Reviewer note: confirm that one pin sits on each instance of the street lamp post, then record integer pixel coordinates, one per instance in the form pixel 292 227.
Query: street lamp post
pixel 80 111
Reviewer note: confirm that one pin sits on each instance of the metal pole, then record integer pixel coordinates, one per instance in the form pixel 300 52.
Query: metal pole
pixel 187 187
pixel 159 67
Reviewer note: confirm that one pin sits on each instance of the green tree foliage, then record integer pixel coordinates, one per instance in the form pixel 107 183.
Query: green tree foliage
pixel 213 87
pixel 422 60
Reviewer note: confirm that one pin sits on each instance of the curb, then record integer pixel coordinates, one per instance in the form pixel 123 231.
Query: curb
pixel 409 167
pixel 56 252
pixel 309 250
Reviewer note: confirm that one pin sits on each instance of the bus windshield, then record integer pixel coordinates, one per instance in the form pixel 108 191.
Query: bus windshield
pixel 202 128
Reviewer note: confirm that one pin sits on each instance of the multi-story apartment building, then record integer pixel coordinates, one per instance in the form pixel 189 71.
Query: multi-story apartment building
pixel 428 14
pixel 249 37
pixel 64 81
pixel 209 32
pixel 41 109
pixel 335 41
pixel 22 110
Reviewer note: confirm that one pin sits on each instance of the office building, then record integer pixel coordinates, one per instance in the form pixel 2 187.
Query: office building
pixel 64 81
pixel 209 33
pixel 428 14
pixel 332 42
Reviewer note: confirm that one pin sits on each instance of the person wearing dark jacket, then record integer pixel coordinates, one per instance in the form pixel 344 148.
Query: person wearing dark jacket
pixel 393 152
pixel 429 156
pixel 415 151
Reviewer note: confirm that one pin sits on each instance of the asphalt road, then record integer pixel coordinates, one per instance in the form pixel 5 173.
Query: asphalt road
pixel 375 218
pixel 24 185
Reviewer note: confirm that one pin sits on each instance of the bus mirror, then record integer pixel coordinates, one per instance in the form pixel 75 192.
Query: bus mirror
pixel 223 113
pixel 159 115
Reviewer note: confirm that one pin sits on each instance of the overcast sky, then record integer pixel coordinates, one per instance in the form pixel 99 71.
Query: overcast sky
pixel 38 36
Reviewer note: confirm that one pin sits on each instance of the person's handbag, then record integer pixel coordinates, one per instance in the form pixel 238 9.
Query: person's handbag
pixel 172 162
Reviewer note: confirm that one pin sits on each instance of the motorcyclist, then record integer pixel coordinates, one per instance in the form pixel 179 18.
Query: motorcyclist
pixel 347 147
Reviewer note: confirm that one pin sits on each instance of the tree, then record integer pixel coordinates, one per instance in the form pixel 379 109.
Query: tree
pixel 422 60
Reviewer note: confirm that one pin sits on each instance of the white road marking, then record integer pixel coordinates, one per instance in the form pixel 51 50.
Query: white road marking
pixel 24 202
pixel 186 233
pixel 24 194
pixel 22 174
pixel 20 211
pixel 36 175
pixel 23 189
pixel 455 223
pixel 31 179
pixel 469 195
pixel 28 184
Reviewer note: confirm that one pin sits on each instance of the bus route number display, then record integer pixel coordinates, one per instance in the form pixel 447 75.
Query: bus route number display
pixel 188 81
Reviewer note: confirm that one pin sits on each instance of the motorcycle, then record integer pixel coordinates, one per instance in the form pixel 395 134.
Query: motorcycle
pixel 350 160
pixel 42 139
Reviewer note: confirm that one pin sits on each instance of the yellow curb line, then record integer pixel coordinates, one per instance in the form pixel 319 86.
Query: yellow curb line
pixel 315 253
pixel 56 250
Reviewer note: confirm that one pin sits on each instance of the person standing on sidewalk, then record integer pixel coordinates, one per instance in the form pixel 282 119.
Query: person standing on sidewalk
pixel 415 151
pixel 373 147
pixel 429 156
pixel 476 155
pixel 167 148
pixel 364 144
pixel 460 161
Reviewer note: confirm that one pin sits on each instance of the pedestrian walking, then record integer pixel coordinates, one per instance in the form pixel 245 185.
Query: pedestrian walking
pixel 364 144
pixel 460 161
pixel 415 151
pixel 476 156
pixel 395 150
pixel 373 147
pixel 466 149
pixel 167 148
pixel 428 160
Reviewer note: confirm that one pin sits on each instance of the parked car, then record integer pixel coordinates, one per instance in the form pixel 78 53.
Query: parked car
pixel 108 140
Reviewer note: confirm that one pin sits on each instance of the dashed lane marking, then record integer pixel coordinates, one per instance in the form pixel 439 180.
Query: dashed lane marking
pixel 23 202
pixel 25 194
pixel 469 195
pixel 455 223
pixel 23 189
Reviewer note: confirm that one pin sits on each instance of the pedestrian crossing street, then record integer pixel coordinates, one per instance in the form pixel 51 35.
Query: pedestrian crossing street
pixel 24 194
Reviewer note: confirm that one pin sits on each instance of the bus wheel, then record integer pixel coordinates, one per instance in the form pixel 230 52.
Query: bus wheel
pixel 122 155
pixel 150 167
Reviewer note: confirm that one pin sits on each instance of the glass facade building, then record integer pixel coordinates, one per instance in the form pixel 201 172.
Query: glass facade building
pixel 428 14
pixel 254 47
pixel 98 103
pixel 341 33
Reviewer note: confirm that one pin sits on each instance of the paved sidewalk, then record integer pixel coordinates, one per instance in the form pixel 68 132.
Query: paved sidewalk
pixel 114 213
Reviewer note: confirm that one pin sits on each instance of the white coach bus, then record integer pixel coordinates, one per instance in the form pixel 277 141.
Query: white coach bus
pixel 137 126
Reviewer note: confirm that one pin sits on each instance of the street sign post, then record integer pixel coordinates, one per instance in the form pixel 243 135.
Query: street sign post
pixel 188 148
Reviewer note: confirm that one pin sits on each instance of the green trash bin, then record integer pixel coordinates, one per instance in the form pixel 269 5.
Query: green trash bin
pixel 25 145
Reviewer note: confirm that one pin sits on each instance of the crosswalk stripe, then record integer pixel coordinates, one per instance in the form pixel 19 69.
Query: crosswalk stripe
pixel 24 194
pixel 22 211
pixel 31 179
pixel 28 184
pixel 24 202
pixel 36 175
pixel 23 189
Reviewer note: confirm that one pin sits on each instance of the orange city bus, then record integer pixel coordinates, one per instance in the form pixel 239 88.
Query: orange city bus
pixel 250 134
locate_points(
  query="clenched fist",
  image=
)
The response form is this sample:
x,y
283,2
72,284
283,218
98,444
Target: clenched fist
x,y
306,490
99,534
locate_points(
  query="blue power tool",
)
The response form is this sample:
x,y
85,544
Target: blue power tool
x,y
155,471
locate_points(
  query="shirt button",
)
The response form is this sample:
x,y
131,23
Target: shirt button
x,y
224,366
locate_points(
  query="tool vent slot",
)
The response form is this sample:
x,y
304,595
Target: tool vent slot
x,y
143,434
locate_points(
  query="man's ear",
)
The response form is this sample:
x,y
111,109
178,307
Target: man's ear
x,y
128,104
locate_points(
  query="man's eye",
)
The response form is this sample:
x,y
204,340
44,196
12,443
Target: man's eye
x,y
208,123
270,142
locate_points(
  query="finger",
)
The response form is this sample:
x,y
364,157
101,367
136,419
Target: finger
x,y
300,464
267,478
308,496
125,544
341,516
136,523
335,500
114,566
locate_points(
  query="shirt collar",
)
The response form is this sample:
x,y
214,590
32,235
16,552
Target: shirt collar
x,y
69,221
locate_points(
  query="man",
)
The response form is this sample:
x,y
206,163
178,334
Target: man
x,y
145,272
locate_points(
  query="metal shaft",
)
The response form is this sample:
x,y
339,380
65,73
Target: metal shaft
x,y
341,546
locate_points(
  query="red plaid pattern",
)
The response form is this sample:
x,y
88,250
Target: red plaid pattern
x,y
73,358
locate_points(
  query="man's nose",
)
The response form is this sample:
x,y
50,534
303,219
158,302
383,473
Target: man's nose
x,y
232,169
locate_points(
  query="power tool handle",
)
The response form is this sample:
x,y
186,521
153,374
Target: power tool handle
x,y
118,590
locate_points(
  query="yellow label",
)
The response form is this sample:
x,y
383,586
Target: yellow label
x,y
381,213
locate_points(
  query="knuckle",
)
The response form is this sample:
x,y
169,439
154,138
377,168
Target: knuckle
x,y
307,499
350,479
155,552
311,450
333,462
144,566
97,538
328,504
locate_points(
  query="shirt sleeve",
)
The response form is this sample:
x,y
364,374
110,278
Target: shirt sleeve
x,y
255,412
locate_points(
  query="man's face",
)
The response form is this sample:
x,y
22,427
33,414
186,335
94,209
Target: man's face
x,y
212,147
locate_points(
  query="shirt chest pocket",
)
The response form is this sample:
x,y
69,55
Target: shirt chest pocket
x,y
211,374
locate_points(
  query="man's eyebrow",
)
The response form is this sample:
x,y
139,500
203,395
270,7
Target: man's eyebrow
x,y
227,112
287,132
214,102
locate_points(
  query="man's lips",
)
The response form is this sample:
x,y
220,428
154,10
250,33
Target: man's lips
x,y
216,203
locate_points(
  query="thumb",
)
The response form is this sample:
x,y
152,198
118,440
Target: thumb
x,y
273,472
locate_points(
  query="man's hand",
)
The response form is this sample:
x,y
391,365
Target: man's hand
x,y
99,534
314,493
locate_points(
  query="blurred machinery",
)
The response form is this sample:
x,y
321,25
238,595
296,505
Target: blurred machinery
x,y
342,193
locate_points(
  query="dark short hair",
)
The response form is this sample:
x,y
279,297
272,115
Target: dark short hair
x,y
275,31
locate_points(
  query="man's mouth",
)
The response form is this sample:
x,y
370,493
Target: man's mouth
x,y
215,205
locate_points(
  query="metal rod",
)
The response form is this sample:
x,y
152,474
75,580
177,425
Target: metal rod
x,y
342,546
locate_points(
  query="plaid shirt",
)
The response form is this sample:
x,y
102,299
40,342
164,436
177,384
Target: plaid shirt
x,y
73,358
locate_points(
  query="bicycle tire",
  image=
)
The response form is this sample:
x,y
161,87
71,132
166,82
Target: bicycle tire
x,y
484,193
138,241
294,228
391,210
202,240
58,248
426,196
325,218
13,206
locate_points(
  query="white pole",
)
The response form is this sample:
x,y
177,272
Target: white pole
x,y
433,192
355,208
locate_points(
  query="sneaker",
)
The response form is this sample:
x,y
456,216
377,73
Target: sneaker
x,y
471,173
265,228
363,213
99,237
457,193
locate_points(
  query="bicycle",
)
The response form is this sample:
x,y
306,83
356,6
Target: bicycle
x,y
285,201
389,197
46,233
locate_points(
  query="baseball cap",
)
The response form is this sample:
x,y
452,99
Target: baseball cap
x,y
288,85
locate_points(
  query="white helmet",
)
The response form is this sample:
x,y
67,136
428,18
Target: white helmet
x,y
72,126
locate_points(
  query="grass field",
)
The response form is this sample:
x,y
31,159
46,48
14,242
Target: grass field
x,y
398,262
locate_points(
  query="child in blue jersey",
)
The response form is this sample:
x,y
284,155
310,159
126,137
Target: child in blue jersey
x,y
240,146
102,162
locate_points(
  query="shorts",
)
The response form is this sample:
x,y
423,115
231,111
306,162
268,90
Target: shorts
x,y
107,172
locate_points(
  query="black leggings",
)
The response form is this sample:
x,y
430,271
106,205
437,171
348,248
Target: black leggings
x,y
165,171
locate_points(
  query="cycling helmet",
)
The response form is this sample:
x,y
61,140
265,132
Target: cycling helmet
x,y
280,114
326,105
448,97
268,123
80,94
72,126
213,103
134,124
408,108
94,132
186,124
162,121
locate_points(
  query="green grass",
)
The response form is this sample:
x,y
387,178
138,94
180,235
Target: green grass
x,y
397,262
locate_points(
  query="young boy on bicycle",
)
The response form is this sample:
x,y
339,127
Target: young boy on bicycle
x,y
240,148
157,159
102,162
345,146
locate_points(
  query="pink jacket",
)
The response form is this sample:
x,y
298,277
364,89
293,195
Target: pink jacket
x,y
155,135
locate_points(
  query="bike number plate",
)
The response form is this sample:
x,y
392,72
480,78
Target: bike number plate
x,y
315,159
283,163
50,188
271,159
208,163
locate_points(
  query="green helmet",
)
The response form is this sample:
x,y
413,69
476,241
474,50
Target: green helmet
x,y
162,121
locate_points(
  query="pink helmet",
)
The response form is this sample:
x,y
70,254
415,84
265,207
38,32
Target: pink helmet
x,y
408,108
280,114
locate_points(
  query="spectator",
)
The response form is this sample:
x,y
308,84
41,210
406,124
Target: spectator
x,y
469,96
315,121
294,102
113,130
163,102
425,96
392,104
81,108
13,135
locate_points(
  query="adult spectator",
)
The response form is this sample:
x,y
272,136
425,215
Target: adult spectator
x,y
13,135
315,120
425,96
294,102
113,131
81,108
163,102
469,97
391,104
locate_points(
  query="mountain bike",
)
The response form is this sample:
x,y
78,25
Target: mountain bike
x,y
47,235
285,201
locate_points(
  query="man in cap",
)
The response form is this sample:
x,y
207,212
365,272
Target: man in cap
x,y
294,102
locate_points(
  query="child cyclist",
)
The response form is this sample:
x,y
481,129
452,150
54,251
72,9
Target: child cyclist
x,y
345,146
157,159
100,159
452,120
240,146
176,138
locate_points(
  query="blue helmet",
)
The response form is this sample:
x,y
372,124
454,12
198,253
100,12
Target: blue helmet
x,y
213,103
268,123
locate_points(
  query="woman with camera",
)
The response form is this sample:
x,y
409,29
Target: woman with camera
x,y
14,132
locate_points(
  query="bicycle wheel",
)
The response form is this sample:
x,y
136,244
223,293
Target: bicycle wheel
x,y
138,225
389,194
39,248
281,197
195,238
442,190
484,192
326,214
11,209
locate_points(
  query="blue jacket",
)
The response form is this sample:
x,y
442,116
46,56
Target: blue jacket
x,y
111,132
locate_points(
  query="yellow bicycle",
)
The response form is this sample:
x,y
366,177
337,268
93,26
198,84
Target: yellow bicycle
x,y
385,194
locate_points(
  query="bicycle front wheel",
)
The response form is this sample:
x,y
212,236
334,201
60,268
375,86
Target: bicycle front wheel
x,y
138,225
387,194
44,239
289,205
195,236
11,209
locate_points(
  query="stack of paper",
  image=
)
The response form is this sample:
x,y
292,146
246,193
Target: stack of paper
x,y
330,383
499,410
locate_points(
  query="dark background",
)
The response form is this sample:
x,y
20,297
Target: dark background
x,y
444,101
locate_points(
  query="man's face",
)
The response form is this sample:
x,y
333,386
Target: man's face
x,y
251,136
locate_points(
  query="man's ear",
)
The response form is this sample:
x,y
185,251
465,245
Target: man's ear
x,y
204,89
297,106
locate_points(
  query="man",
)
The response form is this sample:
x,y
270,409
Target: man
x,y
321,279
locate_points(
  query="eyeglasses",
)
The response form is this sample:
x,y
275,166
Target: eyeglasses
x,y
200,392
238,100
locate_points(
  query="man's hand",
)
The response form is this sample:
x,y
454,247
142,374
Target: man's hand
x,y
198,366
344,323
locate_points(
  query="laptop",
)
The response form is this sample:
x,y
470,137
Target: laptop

Task prompt: Quote the records from their first line to the line with "pixel 300 52.", inclusive, without adding or dropping anything.

Problem solution:
Reviewer note: confirm that one pin sits on each instance of the street lamp post, then record integer pixel coordinates, one per instance in the form pixel 292 227.
Query: street lamp post
pixel 80 111
Reviewer note: confirm that one pin sits on each instance of the metal pole, then record integer pixel coordinates, one per instance in the form pixel 300 52.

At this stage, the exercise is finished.